>> BEGIN Text to read
Tuesday, August 7, 2007

Books and Maps and Lists

Part the First
I've seen a few discussions online recently about "books that changed my life" and I thought I'd like to include my two cents. I'll limit my responses to "books that changed my life in terms of the theme of this blog." I don't know that "changed my life" is the best phrase, but we'll leave it at that.

The Voyage of the Dawn Treader by C.S. Lewis from "The Chronicles of Narnia."
This is one of the first books I remember my mom reading to us before bed. Three children go from England to Narnia, where they join young King Caspian X on the Dawn Treader. He is traveling the seas of his realm and searching for a group of nobles who disappeared during his predecessor's reign. There are dragons and sea-serpents and mysterious islands and the Dufflepuds, who are people with only one leg and a huge foot, and when he naps, a Dufflepud lies on his back and uses his foot as a shade.* Furthermore, Reepicheep is in The Voyage of the Dawn Treader, and he has one of my favorite lines in the whole series: "If you are a foe we do not fear you, and if you are a friend your enemies shall be taught the fear of us."

They Went Whistling: Women Wayfarers, Warriors, Runaways, and Renegades by Barbara Holland.
Holland gives short biographies of women who did what they wanted to in times when women were supposed to do what society wanted them to. My favorite woman in the book is Grace O'Malley, the Irish pirate queen; other women Holland describes include Joan of Arc, Belle Starr, Mother Jones, and Daisy Bates, a Victorian Irishwoman who moved to Australia and studied and lived with Aborigines for much of her life, all the while wearing proper Victorian dress, down to the petticoats. After reading They Went Whistling I am always filled with a desire to do something strange and important. It's not long, and it's a very engaging read that I recommend to everyone.
>> END Text to read
_Short problem 1_
In the blog post about books, who is the writer's favorite woman in They Went Whistling?
>> BEGIN Material for this exercise
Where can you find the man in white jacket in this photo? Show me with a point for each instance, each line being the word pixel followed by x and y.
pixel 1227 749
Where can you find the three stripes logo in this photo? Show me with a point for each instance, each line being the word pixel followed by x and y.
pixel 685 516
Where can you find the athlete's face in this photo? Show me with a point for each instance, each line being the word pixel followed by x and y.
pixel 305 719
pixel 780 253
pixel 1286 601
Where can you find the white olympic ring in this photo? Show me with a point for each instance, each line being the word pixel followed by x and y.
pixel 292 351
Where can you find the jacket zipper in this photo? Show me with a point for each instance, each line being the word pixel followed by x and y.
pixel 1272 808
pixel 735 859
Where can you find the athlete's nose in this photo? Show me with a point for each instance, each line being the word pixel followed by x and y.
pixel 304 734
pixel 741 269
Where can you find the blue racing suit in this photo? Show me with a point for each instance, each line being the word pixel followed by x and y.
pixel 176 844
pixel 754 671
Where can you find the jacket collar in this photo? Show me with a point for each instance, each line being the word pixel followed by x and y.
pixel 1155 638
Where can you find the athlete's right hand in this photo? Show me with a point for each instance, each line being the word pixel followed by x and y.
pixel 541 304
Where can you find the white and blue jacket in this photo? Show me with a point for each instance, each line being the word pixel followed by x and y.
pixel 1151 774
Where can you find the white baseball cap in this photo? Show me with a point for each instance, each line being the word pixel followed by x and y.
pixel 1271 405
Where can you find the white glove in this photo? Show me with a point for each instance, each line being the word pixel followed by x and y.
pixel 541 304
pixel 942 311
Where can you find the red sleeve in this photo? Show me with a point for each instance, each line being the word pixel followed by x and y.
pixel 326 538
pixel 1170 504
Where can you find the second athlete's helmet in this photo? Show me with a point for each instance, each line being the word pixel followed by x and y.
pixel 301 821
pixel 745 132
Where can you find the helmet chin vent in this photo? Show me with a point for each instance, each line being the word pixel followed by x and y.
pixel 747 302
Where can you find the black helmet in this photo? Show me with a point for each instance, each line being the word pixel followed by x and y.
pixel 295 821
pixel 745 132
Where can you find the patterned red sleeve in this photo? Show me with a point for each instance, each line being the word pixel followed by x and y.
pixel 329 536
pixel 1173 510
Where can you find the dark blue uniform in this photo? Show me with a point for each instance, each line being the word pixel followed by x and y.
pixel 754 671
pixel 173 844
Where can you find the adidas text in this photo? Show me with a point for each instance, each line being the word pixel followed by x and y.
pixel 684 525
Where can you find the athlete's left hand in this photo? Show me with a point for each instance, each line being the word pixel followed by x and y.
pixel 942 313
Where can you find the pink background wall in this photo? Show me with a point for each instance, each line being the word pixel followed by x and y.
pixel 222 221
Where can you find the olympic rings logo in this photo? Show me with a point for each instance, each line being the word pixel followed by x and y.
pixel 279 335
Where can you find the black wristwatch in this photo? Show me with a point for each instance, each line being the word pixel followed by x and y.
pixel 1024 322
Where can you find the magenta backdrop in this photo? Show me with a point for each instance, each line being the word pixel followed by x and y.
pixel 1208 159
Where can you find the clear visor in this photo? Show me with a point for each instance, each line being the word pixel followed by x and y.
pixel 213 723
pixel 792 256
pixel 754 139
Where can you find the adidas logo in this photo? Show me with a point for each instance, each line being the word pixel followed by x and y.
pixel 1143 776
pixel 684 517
>> END Material for this exercise
_Short problem 2_
Write out everything in the records from the line that contains "Where can you find the white olympic" down to the line that contains "pixel 735 859", both of those lines included, reproducing each line unchanged.

_Final result 1_
Grace O'Malley, the Irish pirate queen.

_Final result 2_
Where can you find the white olympic ring in this photo? Show me with a point for each instance, each line being the word pixel followed by x and y.
pixel 292 351
Where can you find the jacket zipper in this photo? Show me with a point for each instance, each line being the word pixel followed by x and y.
pixel 1272 808
pixel 735 859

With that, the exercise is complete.